# WRITTEN PROBLEM
Copy these lines verbatim, beginning at the line that contains "(format x=26, y=467)" and stopping after the line that contains "x=383, y=368".

____

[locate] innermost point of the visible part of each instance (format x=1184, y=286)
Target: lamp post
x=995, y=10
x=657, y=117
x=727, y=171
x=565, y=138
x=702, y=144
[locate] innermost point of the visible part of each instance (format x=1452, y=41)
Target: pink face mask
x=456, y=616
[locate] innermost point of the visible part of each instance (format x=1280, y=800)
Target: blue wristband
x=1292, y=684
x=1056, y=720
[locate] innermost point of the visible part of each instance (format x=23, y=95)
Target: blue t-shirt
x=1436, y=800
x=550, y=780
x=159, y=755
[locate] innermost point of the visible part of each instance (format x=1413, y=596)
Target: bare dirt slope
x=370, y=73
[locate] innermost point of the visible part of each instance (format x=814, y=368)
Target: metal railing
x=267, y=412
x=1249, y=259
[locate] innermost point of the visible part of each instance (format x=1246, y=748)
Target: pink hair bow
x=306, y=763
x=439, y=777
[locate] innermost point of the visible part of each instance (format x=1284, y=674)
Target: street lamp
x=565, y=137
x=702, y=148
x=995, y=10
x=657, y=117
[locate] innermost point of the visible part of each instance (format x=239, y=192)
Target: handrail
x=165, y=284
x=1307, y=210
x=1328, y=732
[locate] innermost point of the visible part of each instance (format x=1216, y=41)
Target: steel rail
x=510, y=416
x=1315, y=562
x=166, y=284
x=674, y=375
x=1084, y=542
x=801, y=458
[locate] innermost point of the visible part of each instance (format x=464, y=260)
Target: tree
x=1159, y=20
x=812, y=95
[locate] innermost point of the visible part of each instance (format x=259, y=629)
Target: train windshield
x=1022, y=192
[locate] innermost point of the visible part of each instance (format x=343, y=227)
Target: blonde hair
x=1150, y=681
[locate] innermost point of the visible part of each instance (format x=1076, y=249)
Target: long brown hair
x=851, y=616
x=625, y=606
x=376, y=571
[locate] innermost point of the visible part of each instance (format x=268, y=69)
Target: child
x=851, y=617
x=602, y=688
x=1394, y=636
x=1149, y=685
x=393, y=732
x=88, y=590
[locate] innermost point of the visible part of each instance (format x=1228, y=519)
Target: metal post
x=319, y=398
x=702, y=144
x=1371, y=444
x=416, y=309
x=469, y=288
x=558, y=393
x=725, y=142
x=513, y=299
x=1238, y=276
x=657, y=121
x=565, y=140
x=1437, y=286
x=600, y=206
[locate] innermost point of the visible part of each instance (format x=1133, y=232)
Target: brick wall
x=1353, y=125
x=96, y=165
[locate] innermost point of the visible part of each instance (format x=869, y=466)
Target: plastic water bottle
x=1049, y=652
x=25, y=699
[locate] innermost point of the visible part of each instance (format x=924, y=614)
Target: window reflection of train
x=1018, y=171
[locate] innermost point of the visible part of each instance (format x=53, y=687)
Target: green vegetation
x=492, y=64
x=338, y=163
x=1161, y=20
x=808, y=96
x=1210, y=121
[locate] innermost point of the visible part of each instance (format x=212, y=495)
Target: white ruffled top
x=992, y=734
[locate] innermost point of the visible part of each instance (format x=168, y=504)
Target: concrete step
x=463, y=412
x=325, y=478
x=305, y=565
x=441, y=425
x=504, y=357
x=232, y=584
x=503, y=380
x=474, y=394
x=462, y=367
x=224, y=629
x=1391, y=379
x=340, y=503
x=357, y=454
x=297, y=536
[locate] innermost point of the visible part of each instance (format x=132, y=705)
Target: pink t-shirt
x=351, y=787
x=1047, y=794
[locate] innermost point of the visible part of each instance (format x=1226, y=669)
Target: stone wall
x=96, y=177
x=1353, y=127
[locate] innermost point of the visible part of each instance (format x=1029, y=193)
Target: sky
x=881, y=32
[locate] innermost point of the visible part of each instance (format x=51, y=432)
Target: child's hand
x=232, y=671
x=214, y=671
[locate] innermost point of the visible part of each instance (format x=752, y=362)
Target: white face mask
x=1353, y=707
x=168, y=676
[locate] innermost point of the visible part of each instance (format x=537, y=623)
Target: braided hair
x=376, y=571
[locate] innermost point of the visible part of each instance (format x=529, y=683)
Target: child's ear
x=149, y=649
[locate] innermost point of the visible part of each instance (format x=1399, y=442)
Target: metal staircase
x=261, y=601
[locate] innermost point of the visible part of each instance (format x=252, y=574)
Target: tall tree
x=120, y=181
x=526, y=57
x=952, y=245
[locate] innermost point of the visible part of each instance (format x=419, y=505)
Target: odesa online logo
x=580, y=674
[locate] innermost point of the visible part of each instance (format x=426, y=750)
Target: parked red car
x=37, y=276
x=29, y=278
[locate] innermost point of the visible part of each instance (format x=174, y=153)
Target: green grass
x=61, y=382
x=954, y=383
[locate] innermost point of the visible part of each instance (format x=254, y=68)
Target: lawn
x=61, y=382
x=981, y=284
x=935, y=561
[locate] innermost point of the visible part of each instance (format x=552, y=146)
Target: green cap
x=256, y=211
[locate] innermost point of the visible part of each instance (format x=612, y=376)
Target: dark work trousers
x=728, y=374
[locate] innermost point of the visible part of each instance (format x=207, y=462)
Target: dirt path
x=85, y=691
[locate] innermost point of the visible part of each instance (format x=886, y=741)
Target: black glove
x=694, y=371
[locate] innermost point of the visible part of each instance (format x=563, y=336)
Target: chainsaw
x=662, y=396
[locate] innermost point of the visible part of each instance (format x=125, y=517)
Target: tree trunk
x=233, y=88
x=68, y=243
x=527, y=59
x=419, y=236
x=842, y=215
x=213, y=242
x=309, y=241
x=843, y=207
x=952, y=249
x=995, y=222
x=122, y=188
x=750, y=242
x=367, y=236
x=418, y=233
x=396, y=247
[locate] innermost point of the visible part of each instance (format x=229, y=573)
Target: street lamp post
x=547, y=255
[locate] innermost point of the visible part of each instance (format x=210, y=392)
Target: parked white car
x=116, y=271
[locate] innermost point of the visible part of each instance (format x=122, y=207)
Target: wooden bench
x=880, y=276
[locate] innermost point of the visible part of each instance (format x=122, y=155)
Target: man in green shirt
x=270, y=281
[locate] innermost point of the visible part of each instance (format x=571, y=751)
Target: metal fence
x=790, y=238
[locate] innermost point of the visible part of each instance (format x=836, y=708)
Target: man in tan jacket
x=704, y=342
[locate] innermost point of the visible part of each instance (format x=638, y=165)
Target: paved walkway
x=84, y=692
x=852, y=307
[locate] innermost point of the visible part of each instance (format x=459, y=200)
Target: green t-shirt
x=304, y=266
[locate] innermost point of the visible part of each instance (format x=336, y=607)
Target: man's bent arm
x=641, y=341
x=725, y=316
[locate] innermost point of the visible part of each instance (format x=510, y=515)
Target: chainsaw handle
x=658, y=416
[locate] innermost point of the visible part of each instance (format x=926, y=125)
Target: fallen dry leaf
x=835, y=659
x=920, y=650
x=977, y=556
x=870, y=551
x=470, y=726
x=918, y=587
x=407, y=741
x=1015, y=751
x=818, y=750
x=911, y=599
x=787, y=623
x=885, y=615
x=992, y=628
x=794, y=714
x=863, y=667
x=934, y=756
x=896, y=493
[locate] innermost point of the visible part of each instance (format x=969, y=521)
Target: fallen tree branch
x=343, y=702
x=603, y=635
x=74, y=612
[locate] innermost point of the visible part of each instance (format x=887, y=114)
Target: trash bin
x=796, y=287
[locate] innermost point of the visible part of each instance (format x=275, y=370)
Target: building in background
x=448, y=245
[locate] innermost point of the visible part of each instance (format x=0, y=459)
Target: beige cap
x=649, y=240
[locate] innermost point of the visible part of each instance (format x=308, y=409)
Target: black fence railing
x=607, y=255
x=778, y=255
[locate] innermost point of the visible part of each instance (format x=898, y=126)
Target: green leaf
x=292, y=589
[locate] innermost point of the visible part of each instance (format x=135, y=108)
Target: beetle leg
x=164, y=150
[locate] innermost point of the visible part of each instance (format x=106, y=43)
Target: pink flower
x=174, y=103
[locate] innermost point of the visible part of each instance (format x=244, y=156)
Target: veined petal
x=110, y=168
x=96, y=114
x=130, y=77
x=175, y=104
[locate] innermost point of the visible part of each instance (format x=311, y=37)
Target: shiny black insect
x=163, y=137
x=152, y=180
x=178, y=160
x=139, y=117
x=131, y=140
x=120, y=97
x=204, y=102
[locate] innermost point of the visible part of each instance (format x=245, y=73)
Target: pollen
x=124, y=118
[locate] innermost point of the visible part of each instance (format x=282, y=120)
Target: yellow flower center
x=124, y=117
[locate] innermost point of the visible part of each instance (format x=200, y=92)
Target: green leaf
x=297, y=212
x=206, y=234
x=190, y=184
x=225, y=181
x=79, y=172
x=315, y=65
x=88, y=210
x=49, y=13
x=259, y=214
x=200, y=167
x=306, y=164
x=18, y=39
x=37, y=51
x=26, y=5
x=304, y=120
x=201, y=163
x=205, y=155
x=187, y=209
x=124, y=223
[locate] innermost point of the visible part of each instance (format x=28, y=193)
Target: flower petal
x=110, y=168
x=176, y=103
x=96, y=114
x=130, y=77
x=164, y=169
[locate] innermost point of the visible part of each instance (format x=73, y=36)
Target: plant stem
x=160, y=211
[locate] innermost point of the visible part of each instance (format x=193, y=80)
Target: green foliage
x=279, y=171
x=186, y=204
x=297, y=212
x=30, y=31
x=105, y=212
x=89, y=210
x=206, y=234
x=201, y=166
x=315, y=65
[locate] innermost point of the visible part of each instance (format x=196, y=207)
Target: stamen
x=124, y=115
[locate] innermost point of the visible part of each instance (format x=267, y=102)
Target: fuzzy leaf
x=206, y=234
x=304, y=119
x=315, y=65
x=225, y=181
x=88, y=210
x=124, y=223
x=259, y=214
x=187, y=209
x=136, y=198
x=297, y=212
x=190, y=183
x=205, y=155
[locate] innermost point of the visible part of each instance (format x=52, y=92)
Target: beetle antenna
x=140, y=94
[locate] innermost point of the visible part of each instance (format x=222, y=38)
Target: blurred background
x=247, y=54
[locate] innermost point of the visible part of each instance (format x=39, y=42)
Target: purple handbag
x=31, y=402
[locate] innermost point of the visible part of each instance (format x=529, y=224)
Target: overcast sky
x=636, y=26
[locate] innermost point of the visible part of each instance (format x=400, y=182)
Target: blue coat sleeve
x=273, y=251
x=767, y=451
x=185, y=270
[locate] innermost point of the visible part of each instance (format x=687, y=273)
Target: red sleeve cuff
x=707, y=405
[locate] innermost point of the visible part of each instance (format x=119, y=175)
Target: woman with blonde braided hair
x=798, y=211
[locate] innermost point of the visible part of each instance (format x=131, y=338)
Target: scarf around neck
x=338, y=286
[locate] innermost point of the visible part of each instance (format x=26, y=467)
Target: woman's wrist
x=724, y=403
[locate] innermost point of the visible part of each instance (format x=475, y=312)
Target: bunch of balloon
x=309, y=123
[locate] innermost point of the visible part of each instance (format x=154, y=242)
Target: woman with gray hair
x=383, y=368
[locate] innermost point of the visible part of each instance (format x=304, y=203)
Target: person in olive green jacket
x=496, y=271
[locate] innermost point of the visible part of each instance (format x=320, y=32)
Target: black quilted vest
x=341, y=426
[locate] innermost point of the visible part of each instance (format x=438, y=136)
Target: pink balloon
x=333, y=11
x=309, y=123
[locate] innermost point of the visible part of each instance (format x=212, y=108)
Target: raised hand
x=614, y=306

____

# TASK ANSWER
[locate] innermost point of the visible part of each instance (format x=26, y=467)
Target: woman's wrist
x=724, y=403
[locate] innermost point of the visible part of each instance (format x=475, y=312)
Target: bunch of balloon
x=309, y=123
[locate] innermost point of the visible part of each instance (format x=154, y=242)
Target: woman with gray hair
x=383, y=368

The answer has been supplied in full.